## Set problem:
Which lines of the items below contain the word "rabbit"? Show each of those lines, copied in full.

********************

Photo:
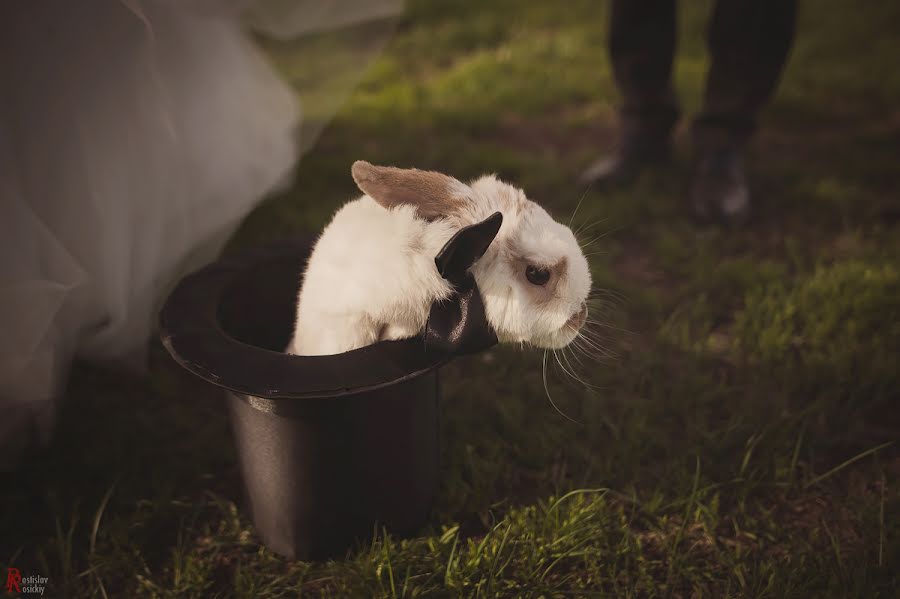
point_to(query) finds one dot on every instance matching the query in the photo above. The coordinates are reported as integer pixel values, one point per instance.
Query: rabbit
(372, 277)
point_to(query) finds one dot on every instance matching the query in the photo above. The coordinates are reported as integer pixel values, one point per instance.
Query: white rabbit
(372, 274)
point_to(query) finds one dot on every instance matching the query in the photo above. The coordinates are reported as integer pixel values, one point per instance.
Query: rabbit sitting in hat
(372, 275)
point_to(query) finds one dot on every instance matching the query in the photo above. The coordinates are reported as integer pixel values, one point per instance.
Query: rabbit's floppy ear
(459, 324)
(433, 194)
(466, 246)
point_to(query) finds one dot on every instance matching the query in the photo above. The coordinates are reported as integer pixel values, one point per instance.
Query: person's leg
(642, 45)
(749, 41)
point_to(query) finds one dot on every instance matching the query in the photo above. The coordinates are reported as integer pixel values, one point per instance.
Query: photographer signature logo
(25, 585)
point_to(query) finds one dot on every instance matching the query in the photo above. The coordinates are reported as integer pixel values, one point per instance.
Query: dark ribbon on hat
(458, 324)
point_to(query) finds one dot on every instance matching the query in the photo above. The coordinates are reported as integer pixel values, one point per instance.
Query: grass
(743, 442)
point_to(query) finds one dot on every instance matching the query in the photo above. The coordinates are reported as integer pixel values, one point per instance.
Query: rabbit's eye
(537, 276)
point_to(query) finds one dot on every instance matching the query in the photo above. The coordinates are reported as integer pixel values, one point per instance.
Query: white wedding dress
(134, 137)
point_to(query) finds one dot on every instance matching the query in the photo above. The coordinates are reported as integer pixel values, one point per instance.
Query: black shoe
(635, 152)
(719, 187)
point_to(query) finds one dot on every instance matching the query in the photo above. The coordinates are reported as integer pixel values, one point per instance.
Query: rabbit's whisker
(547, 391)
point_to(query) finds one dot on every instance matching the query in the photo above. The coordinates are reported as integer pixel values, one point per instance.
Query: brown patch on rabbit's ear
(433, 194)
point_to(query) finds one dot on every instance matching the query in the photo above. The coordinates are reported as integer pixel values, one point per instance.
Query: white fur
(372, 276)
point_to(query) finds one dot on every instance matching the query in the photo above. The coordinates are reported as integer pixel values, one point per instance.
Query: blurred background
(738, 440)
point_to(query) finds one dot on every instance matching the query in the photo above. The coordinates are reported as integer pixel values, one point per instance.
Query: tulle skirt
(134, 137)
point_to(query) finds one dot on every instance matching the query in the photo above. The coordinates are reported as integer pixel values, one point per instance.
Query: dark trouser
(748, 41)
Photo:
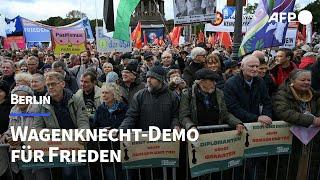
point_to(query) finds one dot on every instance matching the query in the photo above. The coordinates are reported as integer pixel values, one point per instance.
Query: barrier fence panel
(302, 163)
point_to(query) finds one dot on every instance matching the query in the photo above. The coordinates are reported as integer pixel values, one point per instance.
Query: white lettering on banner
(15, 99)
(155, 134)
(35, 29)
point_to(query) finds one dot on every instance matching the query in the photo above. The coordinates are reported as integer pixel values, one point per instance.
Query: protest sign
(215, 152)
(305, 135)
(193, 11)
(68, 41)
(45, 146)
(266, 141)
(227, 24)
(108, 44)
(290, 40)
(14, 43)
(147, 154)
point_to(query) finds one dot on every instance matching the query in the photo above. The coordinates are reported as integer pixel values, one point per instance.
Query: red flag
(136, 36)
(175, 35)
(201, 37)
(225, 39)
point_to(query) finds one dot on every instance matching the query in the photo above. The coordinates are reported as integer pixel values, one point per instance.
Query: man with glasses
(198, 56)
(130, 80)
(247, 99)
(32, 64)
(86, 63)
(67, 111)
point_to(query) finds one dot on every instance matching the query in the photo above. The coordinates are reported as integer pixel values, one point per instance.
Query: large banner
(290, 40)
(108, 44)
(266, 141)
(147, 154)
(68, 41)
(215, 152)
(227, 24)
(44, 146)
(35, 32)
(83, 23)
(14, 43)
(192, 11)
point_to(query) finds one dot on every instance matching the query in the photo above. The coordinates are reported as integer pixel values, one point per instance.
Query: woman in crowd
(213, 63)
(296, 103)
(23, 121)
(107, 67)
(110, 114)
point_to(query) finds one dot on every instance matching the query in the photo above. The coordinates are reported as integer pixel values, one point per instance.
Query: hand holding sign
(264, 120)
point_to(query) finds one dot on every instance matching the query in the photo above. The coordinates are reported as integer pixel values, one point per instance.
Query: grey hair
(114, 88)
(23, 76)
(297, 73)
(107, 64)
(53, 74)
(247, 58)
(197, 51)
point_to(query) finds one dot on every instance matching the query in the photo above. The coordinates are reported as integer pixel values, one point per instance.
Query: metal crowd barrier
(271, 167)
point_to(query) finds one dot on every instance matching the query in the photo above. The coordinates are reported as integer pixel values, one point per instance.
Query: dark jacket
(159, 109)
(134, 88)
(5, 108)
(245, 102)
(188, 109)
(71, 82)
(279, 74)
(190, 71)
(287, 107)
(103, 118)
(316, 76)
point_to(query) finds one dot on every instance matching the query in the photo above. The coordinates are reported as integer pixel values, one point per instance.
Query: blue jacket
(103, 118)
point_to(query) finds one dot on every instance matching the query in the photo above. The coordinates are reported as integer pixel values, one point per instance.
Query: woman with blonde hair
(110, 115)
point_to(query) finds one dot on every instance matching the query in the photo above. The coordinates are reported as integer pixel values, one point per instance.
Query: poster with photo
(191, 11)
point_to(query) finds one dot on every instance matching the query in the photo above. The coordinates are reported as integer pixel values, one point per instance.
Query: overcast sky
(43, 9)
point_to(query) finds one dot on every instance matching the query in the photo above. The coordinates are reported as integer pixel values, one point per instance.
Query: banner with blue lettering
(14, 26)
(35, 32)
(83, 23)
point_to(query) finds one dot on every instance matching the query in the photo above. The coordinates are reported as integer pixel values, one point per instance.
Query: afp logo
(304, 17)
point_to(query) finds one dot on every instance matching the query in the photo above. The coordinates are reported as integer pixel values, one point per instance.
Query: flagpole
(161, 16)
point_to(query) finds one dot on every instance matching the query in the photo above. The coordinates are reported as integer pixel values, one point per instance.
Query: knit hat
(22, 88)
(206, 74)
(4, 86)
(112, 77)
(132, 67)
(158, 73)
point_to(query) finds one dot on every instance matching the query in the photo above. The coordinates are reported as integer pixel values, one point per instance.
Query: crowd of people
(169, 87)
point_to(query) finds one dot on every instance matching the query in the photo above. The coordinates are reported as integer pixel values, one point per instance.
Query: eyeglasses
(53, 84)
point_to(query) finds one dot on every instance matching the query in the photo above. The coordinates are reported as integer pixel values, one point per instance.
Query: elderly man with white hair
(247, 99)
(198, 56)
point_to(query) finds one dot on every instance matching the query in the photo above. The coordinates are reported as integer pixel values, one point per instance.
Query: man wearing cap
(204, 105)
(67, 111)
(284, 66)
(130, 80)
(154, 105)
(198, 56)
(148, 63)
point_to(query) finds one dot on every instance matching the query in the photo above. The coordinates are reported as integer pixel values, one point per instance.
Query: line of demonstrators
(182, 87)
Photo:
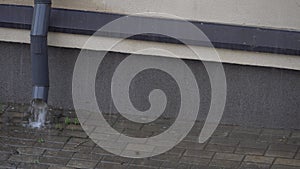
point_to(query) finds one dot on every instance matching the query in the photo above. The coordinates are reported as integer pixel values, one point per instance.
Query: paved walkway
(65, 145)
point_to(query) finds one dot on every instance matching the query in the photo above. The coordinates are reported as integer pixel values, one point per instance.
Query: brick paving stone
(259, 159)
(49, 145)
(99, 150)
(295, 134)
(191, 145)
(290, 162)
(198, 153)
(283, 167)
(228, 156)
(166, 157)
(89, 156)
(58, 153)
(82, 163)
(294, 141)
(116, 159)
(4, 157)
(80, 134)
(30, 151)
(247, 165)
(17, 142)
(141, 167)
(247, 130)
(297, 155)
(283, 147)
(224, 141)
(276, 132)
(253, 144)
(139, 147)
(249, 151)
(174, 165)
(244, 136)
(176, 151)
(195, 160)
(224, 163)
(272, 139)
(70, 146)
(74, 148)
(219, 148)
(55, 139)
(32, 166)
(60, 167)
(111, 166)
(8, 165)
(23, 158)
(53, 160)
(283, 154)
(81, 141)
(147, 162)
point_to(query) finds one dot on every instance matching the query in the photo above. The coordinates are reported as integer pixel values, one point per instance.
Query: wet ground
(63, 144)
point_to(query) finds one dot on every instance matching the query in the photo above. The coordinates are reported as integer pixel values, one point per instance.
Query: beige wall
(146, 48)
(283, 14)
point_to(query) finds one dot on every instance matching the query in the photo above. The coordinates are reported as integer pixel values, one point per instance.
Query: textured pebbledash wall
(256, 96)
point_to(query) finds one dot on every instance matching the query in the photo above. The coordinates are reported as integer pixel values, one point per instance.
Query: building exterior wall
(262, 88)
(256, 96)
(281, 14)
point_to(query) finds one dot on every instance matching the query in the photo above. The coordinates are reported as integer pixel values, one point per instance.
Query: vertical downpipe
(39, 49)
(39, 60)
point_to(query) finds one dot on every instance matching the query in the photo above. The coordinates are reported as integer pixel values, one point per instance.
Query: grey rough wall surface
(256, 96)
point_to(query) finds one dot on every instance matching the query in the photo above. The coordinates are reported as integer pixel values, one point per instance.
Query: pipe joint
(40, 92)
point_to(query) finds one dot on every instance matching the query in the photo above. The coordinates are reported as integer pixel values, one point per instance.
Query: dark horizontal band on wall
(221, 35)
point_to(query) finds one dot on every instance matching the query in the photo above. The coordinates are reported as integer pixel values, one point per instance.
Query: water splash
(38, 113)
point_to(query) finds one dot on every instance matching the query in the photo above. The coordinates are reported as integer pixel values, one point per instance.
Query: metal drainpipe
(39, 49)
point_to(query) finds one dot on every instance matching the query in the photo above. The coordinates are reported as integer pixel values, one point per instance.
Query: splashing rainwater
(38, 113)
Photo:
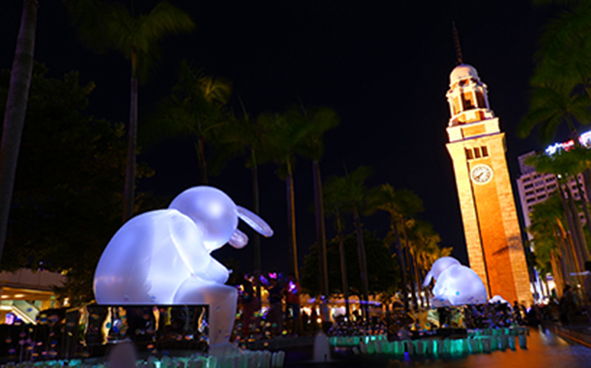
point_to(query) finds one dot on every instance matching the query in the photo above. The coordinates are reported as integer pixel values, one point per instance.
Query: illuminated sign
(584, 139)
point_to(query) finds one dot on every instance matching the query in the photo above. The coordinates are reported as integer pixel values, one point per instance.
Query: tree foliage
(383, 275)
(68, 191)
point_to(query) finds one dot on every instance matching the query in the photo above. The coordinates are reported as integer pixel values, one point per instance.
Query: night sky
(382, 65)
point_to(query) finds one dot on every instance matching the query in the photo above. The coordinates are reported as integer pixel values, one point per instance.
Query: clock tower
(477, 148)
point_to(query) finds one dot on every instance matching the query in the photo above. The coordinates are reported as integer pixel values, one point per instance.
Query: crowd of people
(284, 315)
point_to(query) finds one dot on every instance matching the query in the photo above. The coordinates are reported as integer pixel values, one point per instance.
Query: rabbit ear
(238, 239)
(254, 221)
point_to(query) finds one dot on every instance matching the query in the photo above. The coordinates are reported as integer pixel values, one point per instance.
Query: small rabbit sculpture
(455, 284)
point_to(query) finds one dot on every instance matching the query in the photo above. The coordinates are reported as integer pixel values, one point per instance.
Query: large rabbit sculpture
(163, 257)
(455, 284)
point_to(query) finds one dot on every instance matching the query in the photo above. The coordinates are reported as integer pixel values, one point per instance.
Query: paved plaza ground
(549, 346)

********************

## Final result:
Query: rabbit
Query: white rabbit
Query: rabbit sitting in hat
Query: rabbit's floppy ear
Query: rabbit's eye
Query: rabbit's whisker
Query: brown patch on rabbit's ear
Query: rabbit ear
Query: small rabbit sculpture
Query: large rabbit sculpture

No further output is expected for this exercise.